:: What is required ::
Pull out every line of the entries below that contains the word "strawberry", copying each one in full.

Segmentation labeling entries:
----------------------------------------
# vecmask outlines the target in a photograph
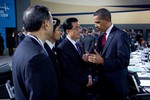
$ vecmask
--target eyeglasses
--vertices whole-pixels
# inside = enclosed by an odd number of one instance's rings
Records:
[[[80,27],[76,27],[76,28],[72,28],[72,30],[79,30],[80,29]]]

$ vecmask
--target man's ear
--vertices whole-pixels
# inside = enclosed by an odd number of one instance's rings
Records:
[[[45,20],[43,22],[43,27],[44,27],[45,30],[48,30],[48,27],[49,27],[49,21],[48,20]]]

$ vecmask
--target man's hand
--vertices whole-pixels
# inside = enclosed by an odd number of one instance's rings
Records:
[[[94,49],[95,54],[88,54],[88,61],[95,64],[103,64],[104,59],[99,55],[99,53]]]

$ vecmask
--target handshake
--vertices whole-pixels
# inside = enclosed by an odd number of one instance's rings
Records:
[[[94,50],[94,54],[89,54],[88,52],[83,54],[82,59],[86,62],[104,64],[104,59],[96,50]]]
[[[98,76],[93,77],[91,75],[88,75],[88,83],[86,84],[87,87],[92,86],[98,81]]]

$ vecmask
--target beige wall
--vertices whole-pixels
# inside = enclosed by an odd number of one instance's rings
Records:
[[[95,12],[101,7],[105,7],[110,11],[124,11],[124,10],[136,10],[138,8],[119,8],[119,7],[106,7],[106,6],[81,6],[62,3],[52,3],[41,0],[30,0],[30,4],[42,4],[49,8],[52,14],[65,14],[65,13],[83,13],[83,12]],[[112,13],[112,22],[114,24],[149,24],[150,23],[150,11],[139,12],[123,12]],[[80,24],[94,24],[93,15],[74,15],[74,16],[57,16],[63,22],[68,17],[77,17]]]

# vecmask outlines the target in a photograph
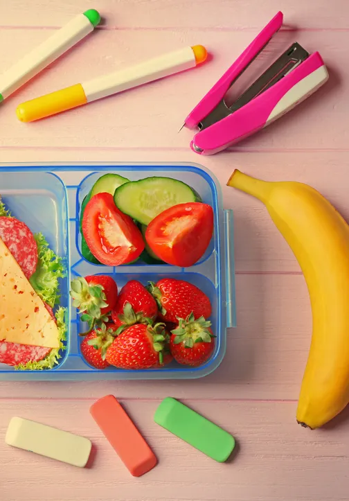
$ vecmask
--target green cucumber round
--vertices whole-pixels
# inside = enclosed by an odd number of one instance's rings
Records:
[[[105,174],[99,177],[95,182],[92,188],[87,193],[81,204],[80,217],[80,231],[81,234],[81,254],[84,258],[89,263],[93,263],[96,265],[100,265],[101,263],[95,258],[92,252],[90,251],[87,243],[82,234],[82,217],[84,216],[86,206],[91,199],[91,197],[98,193],[110,193],[114,194],[115,190],[124,183],[129,182],[126,177],[119,176],[118,174]]]
[[[147,225],[166,209],[202,200],[195,190],[181,181],[154,177],[121,185],[115,191],[114,202],[125,214]]]
[[[129,179],[119,176],[118,174],[104,174],[97,179],[92,186],[91,196],[93,197],[98,193],[110,193],[114,195],[116,188],[128,182],[129,182]]]

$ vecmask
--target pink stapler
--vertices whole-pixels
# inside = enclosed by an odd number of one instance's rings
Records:
[[[317,90],[328,78],[319,52],[310,55],[293,44],[235,103],[224,96],[283,24],[279,12],[263,28],[186,118],[198,128],[190,143],[199,155],[213,155],[266,127]]]

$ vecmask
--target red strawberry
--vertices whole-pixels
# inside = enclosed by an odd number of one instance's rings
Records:
[[[135,324],[127,327],[107,350],[106,360],[120,369],[149,369],[163,365],[163,351],[168,342],[163,325]]]
[[[103,324],[100,328],[91,331],[81,343],[81,353],[85,360],[96,369],[105,369],[109,364],[105,360],[107,348],[114,340],[114,324]]]
[[[196,285],[184,280],[161,279],[156,284],[150,282],[152,294],[165,322],[178,324],[177,318],[186,318],[193,313],[195,318],[208,318],[212,313],[210,299]]]
[[[155,299],[136,280],[130,280],[121,289],[111,318],[120,328],[118,334],[134,324],[150,324],[158,313]]]
[[[109,275],[90,275],[85,276],[85,279],[89,285],[100,285],[105,295],[105,301],[107,306],[101,308],[101,315],[111,311],[116,304],[118,299],[118,285],[115,280]]]
[[[115,306],[118,286],[108,275],[79,276],[71,282],[71,295],[73,306],[83,314],[81,319],[89,323],[91,331],[108,321],[106,313]]]
[[[215,349],[211,324],[204,317],[195,320],[193,314],[185,320],[179,319],[170,340],[172,354],[179,364],[196,367],[208,360]]]

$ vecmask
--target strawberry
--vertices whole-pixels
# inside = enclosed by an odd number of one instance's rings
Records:
[[[107,350],[106,360],[120,369],[149,369],[163,365],[168,334],[162,324],[127,327]]]
[[[100,328],[91,331],[80,345],[81,353],[85,360],[96,369],[105,369],[109,364],[105,360],[107,348],[114,340],[116,326],[103,324]]]
[[[179,364],[196,367],[208,360],[215,349],[211,325],[204,317],[195,320],[193,313],[185,320],[179,319],[170,340],[171,353]]]
[[[210,299],[196,285],[184,280],[161,279],[150,282],[148,290],[155,298],[160,317],[164,322],[178,324],[177,318],[193,313],[195,318],[208,318],[212,313]]]
[[[91,331],[95,325],[108,321],[106,314],[115,306],[118,286],[108,275],[79,276],[71,282],[71,295],[73,306],[83,314],[81,319],[89,323]]]
[[[119,327],[118,334],[134,324],[152,324],[158,313],[155,299],[136,280],[130,280],[121,289],[111,318]]]

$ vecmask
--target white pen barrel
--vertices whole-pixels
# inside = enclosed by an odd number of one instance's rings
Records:
[[[66,51],[93,31],[93,25],[83,14],[71,19],[39,46],[26,54],[0,76],[0,94],[3,98],[17,90]]]
[[[87,102],[132,89],[196,65],[191,47],[170,52],[82,84]]]

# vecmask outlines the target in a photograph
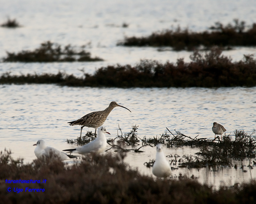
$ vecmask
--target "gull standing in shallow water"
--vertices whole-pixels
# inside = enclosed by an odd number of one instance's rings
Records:
[[[95,128],[94,134],[96,136],[97,128],[103,125],[111,111],[114,108],[117,106],[126,109],[132,112],[128,108],[118,105],[116,102],[112,101],[110,103],[108,107],[104,110],[90,113],[76,120],[68,122],[68,123],[70,125],[79,125],[82,126],[80,133],[80,138],[82,136],[83,128],[85,126]]]
[[[222,140],[221,135],[224,133],[227,130],[220,124],[217,123],[216,122],[213,123],[213,126],[212,128],[212,132],[215,134],[214,139],[216,138],[216,135],[220,135],[220,139]]]
[[[105,133],[110,134],[110,133],[107,132],[106,129],[103,126],[100,127],[98,129],[98,136],[94,140],[82,147],[63,151],[76,151],[79,154],[84,155],[90,152],[94,152],[97,154],[101,153],[104,151],[107,147],[107,138]]]
[[[152,173],[158,177],[167,177],[172,174],[171,166],[165,159],[163,146],[160,144],[156,145],[156,156],[153,165]]]
[[[33,146],[36,146],[34,152],[37,159],[44,160],[47,157],[52,156],[53,158],[59,157],[61,161],[68,159],[69,158],[76,158],[76,157],[72,155],[68,155],[64,152],[61,152],[55,148],[47,147],[46,146],[45,142],[43,140],[38,140],[36,144]],[[52,154],[52,155],[51,155]]]

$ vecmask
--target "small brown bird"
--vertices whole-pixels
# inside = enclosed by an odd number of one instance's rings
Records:
[[[126,109],[132,112],[132,111],[128,108],[118,105],[116,102],[112,101],[110,103],[108,107],[104,110],[90,113],[78,120],[68,122],[68,123],[70,124],[70,125],[82,125],[81,127],[81,132],[80,133],[80,138],[82,136],[83,128],[85,126],[95,128],[94,134],[96,136],[97,128],[103,125],[111,111],[114,108],[117,106]]]
[[[215,137],[216,138],[216,135],[220,135],[220,138],[222,140],[221,135],[224,133],[227,130],[220,124],[217,123],[216,122],[213,123],[213,126],[212,128],[212,132],[215,134]]]

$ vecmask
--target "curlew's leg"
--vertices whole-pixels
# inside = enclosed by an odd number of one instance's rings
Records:
[[[84,126],[82,126],[81,127],[81,132],[80,133],[80,138],[81,138],[82,136],[82,130],[83,130],[83,128],[84,127]]]
[[[95,132],[94,133],[94,136],[95,137],[96,137],[96,135],[97,134],[96,134],[96,131],[97,131],[97,128],[95,128]]]

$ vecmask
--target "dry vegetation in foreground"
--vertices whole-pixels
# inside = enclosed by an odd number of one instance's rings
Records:
[[[190,32],[188,28],[182,30],[178,27],[176,30],[166,30],[156,32],[148,36],[126,37],[117,45],[124,46],[170,46],[175,50],[192,50],[201,45],[209,49],[217,45],[231,49],[230,46],[256,45],[256,24],[253,23],[245,31],[244,21],[234,20],[234,25],[225,26],[220,22],[210,27],[211,32]]]
[[[47,41],[41,43],[35,50],[22,50],[17,54],[7,52],[7,56],[3,58],[4,62],[52,62],[102,61],[98,57],[92,58],[91,53],[85,49],[85,46],[78,50],[70,44],[63,49],[58,43]]]
[[[0,154],[0,199],[9,203],[254,203],[256,181],[222,185],[218,189],[181,176],[176,179],[143,176],[124,163],[118,153],[92,155],[81,162],[35,160],[24,164],[11,152]],[[6,184],[5,180],[46,179],[45,183]],[[6,188],[23,189],[8,193]],[[26,187],[44,192],[25,192]]]
[[[0,76],[0,84],[56,83],[71,86],[129,87],[220,87],[256,86],[256,59],[244,55],[243,60],[233,62],[221,55],[218,48],[204,53],[195,51],[192,61],[183,58],[176,63],[167,61],[141,60],[131,65],[108,65],[97,70],[93,75],[84,72],[84,77],[59,72]]]
[[[15,19],[12,19],[10,17],[7,17],[6,22],[1,25],[2,27],[7,28],[14,28],[21,27],[20,25],[16,20]]]

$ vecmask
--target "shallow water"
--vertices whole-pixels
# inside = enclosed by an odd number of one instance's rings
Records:
[[[159,136],[167,127],[173,133],[176,129],[191,137],[199,135],[198,138],[212,139],[214,121],[224,126],[227,134],[233,135],[236,129],[250,133],[255,128],[256,87],[122,89],[5,85],[0,86],[0,149],[10,148],[14,157],[21,156],[26,162],[36,158],[32,145],[39,139],[60,150],[75,147],[65,141],[79,136],[80,127],[70,126],[67,122],[103,110],[112,101],[132,113],[120,107],[112,111],[104,124],[111,134],[110,138],[117,135],[118,124],[123,134],[129,132],[132,126],[139,125],[140,138]],[[85,127],[83,133],[87,131],[94,132],[94,129]],[[152,175],[151,169],[143,163],[155,158],[155,147],[141,150],[145,152],[129,152],[125,161],[143,173]],[[176,154],[180,157],[199,151],[187,147],[164,150],[166,155]],[[244,164],[248,165],[249,162],[245,161]],[[218,186],[220,181],[233,184],[256,178],[254,169],[247,170],[244,173],[234,168],[220,168],[217,171],[211,168],[180,168],[173,171],[173,176],[194,175],[202,183]]]
[[[92,56],[104,61],[93,62],[41,63],[0,63],[0,74],[7,72],[21,73],[55,73],[59,71],[82,76],[84,69],[92,73],[102,66],[117,63],[134,65],[140,59],[175,62],[177,59],[190,60],[191,52],[175,52],[157,48],[124,47],[116,43],[125,36],[142,36],[152,32],[188,27],[195,31],[208,29],[215,22],[226,25],[234,19],[251,25],[256,19],[256,1],[250,0],[205,1],[166,0],[50,0],[17,2],[0,0],[0,21],[9,16],[23,26],[15,29],[0,27],[0,57],[6,51],[17,53],[34,50],[46,41],[62,46],[70,44],[87,45]],[[128,27],[122,26],[124,23]],[[89,43],[89,44],[88,44]],[[256,53],[255,47],[236,47],[223,52],[234,61],[244,54]],[[80,134],[80,126],[69,126],[67,123],[93,111],[103,110],[112,101],[129,109],[115,108],[104,125],[111,134],[117,135],[119,124],[124,133],[132,126],[139,126],[138,135],[152,138],[164,133],[167,127],[188,136],[212,138],[213,122],[223,125],[227,133],[236,129],[251,132],[255,128],[256,87],[208,89],[151,88],[119,88],[70,87],[54,85],[0,85],[0,150],[12,150],[15,158],[22,157],[25,162],[36,158],[35,144],[39,139],[60,150],[76,146],[68,144],[67,138],[75,139]],[[94,130],[85,127],[83,133]],[[118,132],[120,134],[120,132]],[[145,152],[127,154],[125,161],[142,173],[152,175],[151,170],[143,165],[155,158],[155,147],[143,147]],[[165,155],[194,154],[196,148],[164,148]],[[72,162],[69,162],[72,163]],[[235,164],[233,162],[233,164]],[[241,166],[241,162],[236,162]],[[249,161],[244,164],[247,165]],[[192,175],[202,183],[218,187],[223,182],[232,185],[255,178],[254,169],[245,166],[247,172],[238,168],[224,168],[188,169],[179,168],[180,173]]]
[[[226,25],[238,19],[251,26],[256,19],[256,2],[251,0],[205,1],[50,0],[37,1],[0,0],[0,23],[7,16],[16,19],[22,27],[14,29],[0,27],[0,58],[6,52],[33,50],[50,40],[63,46],[87,45],[92,57],[103,62],[52,63],[0,63],[0,74],[11,72],[38,74],[59,71],[82,76],[79,70],[93,73],[95,69],[119,63],[134,65],[141,59],[175,62],[178,58],[189,61],[191,52],[157,51],[158,48],[116,46],[125,36],[140,36],[166,29],[188,28],[194,31],[209,29],[215,22]],[[123,24],[129,24],[123,27]],[[89,44],[88,45],[88,43]],[[224,52],[233,60],[244,54],[256,53],[255,47],[235,48]]]

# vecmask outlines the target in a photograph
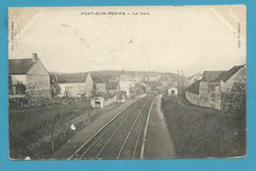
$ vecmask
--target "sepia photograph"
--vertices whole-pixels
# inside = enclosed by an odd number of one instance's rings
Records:
[[[246,156],[246,7],[8,9],[12,160]]]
----------------------------------------
:: In response ::
--target red strawberry
--target strawberry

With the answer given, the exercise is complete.